— START Records for the exercise —

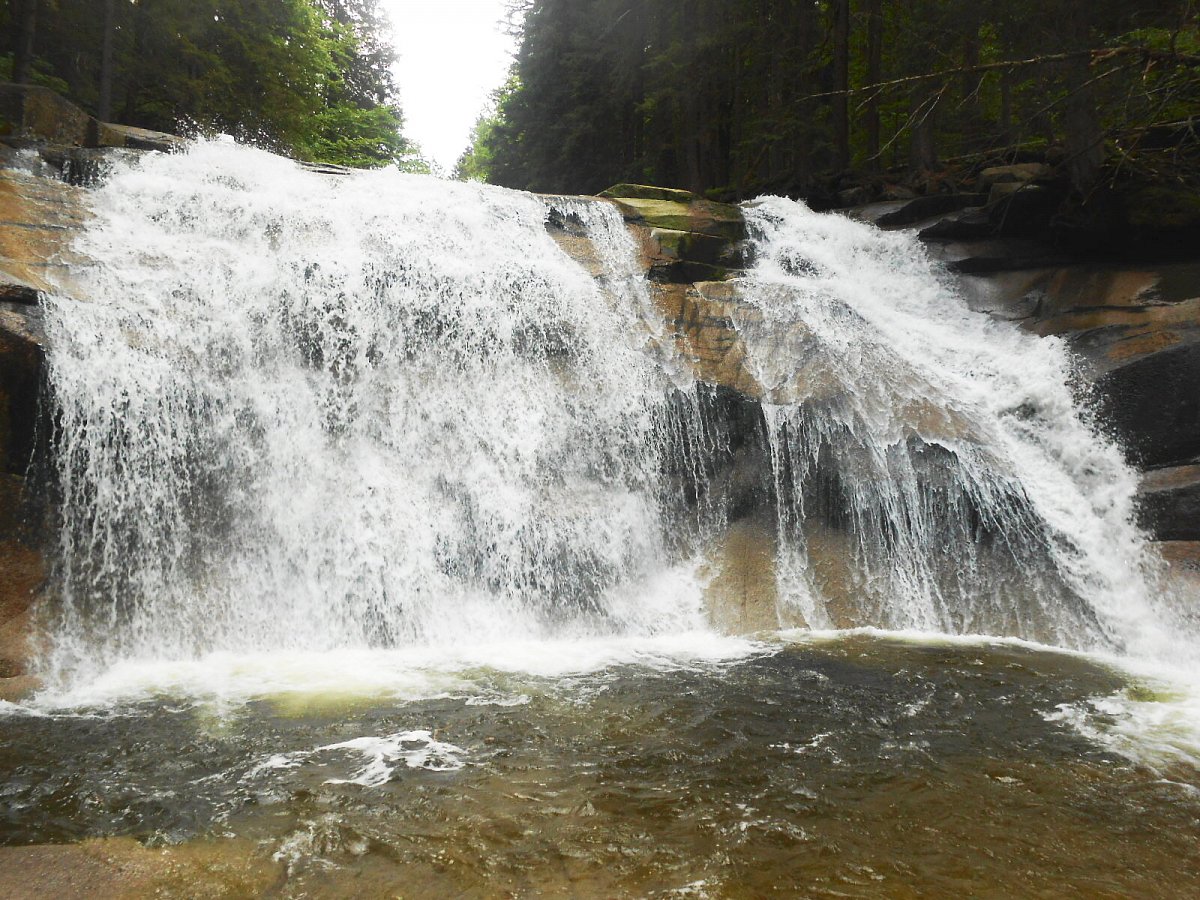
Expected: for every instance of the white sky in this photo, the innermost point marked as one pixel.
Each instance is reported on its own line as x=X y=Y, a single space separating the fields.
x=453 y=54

— END Records for the exercise —
— START Records for the exercise —

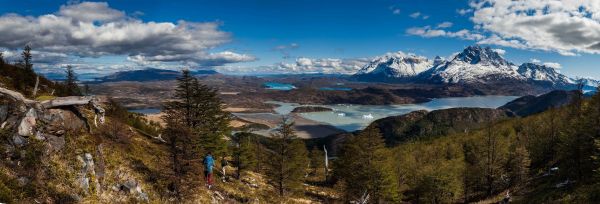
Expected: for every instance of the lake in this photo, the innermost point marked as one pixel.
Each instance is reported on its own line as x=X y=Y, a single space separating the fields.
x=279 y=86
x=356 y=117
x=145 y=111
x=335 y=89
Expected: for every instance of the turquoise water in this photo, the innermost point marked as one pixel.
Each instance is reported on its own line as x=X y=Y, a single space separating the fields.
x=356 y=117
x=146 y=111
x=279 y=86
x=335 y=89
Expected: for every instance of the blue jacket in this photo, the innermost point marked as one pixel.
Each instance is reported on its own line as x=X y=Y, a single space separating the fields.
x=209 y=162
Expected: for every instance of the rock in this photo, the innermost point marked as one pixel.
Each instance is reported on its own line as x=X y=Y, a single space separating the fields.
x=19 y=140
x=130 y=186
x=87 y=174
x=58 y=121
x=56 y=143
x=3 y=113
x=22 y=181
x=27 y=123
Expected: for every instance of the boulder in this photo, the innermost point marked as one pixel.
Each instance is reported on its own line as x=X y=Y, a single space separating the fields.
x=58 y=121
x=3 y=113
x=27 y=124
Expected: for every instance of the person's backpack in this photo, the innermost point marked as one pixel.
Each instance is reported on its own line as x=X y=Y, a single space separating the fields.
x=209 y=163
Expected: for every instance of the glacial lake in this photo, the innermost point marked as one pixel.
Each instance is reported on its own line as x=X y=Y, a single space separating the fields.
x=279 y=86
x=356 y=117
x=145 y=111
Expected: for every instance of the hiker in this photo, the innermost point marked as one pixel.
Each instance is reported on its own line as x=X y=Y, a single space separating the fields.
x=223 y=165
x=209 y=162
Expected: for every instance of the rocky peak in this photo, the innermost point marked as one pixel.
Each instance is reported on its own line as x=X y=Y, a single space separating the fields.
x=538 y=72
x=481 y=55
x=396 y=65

— END Records for the exercise —

Exercise brief: Please pull out every line in the items above that contains the string "lake", matching case exactly.

Correct response:
Expected: for every instance of the lake in this photo, the innermost point marked as one pixel.
Expected: for every instance of the glacial lake in this photo, the innermost point marked as one pixel.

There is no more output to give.